• Excerto para leitura:
Será que além dos pronomes vamos precisar também de referir a cor da pele para nos apresentarmos? Será que nos vamos arriscar a ser cancelados por ativistas da raça tal como já somos pelos do gênero? Gonçalo Forjaz para o Observador:
Toda a guerra começa com uma ideia. A de Putin é tão simplesmente a de voltar a ter um império.
O
valor de uma ideia afere-se pelas suas consequências. Não interessa se
parece boa ou má, popular ou não, velha ou nova. É pelos resultados que a
temos de avaliar. A ideia de Putin, ainda que interessantíssima para
uns quantos intelectuais e ideólogos, chumba redondamente quando
consideramos os seus efeitos. O aparente interesse da ideia passa a ser
secundário. Absoluta e moralmente secundário, como escreveu Miguel Esteves Cardoso.
Há
outro tipo de guerras ideológicas a decorrer no mundo. Podem não deixar
um rasto de morte, destruição e miséria, mas não deixam de conduzir a
uma profunda perturbação do que está, objectivamente, estabelecido na
natureza. Um dos melhores exemplos é a guerra contra a realidade binária
em que toda a humanidade assenta. Não é uma guerra dos sexos, mas
contra os sexos.
Esta
guerra começa no momento em que se faz do género uma nova criatura e o
mesmo deixa de corresponder ao sexo. Tem vida própria. É verdade que o
conceito inicial era de que o género fosse expressão dos papéis
diferenciados que homem e mulher assumem na sociedade, daí se dizer que é
uma construção social, mas rapidamente evoluiu para uma Hidra de Lerna,
ao ponto de nem sequer haver consenso quanto ao número de géneros que
existe. Se não é o sexo a determinar o género, então o que é? O que os
intelectuais e ideólogos desta área militantemente querem é que seja a
percepção mental daquilo que eu acho que sou a determiná-lo.
A
identidade é um conceito curioso pois resulta de um delicado equilíbrio
entre características inatas e características adquiridas. O sexo e a
cor da pele são características inatas e, por isso, objectivas: existem
independentemente da percepção que possa ter delas. O clube de futebol
ou a filiação partidária são características adquiridas e, por isso,
subjectivas: a sua existência depende das minhas preferências e das
escolhas que vou fazendo ao longo da vida. Pode não agradar a todos, mas
isto é a solução ideal pois precisamos da solidez e objectividade das
características inatas para nos permitirmos viver a aventura da
subjectividade das características adquiridas. É como ter o melhor dos
dois mundos. Afinal, a natureza é nossa amiga.

• Conjunto de dados:

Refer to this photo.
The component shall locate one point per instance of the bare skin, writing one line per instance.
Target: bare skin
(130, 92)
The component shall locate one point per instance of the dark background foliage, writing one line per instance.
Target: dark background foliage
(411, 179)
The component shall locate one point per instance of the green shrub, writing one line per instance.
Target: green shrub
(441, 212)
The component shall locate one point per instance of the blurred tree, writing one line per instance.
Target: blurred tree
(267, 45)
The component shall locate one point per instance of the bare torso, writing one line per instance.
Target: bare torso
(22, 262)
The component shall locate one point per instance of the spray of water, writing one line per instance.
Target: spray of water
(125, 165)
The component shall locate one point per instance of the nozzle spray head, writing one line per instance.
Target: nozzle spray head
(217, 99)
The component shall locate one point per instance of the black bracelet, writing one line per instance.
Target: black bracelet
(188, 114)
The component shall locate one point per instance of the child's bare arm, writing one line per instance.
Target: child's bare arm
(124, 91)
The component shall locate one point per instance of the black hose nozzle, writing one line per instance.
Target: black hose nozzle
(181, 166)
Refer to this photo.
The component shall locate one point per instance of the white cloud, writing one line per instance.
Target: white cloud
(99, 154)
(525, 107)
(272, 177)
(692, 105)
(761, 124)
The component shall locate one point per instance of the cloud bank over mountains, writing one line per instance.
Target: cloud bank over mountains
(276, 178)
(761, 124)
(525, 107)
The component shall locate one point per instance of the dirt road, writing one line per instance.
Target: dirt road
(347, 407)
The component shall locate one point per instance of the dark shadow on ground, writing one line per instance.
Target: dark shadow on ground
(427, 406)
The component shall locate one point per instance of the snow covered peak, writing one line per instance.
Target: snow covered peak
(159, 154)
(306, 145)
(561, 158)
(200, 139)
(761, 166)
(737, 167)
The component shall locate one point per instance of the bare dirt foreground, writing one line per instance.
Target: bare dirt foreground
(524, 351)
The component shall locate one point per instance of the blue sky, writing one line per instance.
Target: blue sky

• Exercício proposto 1:
Que características inatas são dadas como exemplo no excerto?
• Exercício proposto 2:
Repita, sem alterações, o trecho do excerto entre "Será que além" e "ter um império.", inclusive.
As entradas são material à parte, sem relação com o excerto.

• Resolução do exercício 1:
O sexo e a cor da pele.

• Resolução do exercício 2:
Será que além dos pronomes vamos precisar também de referir a cor da pele para nos apresentarmos? Será que nos vamos arriscar a ser cancelados por ativistas da raça tal como já somos pelos do gênero? Gonçalo Forjaz para o Observador:
Toda a guerra começa com uma ideia. A de Putin é tão simplesmente a de voltar a ter um império.